*** Extrait proposé

Quels sont au juste les objectifs de ces attaques de déstabilisations délétères contre la France ? 

Franck DeCloquement : Depuis 2017, Emmanuel Macron porte une attention toute particulière à la question calédonienne et l'action de Sébastien Lecornu, lorsqu'il était ministre des outre mers, témoigne du respect des engagements pris par Paris à l'égard de toutes les communautés du Caillou. Ces événements sont planifiés, les manifestations ne sont pas spontanées et les attaques contre les centres économiques ou les infrastructures du territoire (hôpital, administrations, centre de télécommunication, tissu entrepreneurial, etc.) ne sont pas le fruit du hasard. Les annonces de Gérald Darmanin à l'égard de l'Azerbaïdjan montrent qu'on s'inscrit dans une double dynamique géopolitique : celle des enjeux de l'indo pacifique, et plus largement celle des engagements politiques de la France. Si l'Azerbaïdjan est un acteur impliqué directement, il agit sans doute comme « proxy » pour le compte de la Russie ou de la Chine, voire les deux. Car cette séquence vient rappeler que la France a des ennemis, et qu'ils sont passés à l'action.    

En reprenant le cas de la Nouvelle-Calédonie, la Viginum a récemment pointé du doigt la responsabilité de l'Azerbaïdjan quant à actions hybrides déployées contre nos intérêts sur la zone. Il est plausible comme nous l’évoquions précédemment que l'Azerbaïdjan ait été utilisé comme « proxy » et intermédiaire, pour le compte d'autres acteurs occultes, au regard des invitations qui ont été faites à des indépendantistes par l'Azerbaïdjan, et des accords qui ont été signés par des personnes qui n'étaient pourtant pas habilitées à parler au nom de la France dans ce contexte. Ce cas concret démontre potentiellement que des actions similaires pourraient être menées sur d'autres de nos territoires ultra-marins. A des fins de contagion ? C’est un risque notoire.

******
*** Données fournies

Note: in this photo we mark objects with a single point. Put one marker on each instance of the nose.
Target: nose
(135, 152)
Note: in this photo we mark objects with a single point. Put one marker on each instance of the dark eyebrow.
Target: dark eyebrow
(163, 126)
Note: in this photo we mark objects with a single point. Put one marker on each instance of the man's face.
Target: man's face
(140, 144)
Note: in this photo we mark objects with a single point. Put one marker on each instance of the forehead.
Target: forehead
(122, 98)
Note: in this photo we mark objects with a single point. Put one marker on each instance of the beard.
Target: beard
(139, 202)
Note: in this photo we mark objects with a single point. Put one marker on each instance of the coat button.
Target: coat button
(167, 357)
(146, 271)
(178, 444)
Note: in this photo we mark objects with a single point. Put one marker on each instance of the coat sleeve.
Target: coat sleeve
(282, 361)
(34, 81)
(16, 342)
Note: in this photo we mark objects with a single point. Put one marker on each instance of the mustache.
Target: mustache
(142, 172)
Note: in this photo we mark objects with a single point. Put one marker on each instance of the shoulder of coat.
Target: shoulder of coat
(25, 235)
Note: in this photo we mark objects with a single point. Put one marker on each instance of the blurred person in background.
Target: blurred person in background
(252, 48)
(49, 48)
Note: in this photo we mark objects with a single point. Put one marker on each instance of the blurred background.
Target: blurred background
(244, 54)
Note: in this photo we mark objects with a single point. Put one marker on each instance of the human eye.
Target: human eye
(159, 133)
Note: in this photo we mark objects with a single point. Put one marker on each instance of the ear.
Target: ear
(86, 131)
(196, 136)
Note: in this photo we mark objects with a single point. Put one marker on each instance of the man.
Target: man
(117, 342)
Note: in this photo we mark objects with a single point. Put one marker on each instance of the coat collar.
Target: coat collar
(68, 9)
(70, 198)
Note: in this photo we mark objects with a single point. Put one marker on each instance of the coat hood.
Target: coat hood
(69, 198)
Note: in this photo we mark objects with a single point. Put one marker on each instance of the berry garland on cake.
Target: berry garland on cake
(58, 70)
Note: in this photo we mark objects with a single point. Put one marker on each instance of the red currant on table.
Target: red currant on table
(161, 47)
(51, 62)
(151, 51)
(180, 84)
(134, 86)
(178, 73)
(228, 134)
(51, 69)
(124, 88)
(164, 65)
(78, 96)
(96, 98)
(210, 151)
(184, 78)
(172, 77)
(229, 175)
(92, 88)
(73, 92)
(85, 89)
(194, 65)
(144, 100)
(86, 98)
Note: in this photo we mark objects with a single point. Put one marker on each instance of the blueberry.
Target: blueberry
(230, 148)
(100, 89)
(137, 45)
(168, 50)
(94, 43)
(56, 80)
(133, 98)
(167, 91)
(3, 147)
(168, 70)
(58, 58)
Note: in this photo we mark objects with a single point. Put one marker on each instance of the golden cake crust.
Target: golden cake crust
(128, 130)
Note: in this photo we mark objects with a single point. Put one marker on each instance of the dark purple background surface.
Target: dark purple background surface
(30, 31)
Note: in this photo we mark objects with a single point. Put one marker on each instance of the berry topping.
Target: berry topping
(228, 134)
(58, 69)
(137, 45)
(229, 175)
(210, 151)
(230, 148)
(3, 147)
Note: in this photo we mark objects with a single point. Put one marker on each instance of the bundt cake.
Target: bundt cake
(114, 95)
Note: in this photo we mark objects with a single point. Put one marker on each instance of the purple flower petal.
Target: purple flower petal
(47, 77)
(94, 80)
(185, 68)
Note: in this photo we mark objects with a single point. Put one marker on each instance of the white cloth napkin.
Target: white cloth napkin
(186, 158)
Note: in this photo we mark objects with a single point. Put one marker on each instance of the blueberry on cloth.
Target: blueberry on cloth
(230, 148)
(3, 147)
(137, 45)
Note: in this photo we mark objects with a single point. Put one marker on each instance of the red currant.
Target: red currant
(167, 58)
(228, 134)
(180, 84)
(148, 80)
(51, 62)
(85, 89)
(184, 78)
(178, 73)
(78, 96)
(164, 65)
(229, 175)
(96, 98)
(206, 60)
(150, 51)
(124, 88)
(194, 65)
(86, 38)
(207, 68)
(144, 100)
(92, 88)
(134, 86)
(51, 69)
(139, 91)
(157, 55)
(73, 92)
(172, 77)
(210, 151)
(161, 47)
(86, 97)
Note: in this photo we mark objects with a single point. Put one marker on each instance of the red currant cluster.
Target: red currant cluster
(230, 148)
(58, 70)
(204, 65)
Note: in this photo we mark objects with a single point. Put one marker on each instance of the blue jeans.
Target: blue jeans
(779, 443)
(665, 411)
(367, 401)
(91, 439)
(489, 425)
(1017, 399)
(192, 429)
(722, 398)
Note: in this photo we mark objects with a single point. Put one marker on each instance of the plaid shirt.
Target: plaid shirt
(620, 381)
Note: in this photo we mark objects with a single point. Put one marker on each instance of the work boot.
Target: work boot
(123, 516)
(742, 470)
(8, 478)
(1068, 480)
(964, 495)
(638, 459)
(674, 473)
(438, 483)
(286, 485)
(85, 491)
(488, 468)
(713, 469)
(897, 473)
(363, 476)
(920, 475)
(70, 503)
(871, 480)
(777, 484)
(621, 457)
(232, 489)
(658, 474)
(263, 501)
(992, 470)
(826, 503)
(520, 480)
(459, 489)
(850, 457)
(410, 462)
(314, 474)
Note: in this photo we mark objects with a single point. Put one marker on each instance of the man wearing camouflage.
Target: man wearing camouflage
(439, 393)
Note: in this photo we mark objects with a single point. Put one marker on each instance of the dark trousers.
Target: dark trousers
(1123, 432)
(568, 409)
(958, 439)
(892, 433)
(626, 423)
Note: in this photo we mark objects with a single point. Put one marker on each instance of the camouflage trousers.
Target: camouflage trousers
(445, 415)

******

À faire: Relevez toutes les personnes désignées par leur nom dans l'extrait sur la Nouvelle-Calédonie.

Réponse complète:
- Franck DeCloquement
- Emmanuel Macron
- Sébastien Lecornu
- Gérald Darmanin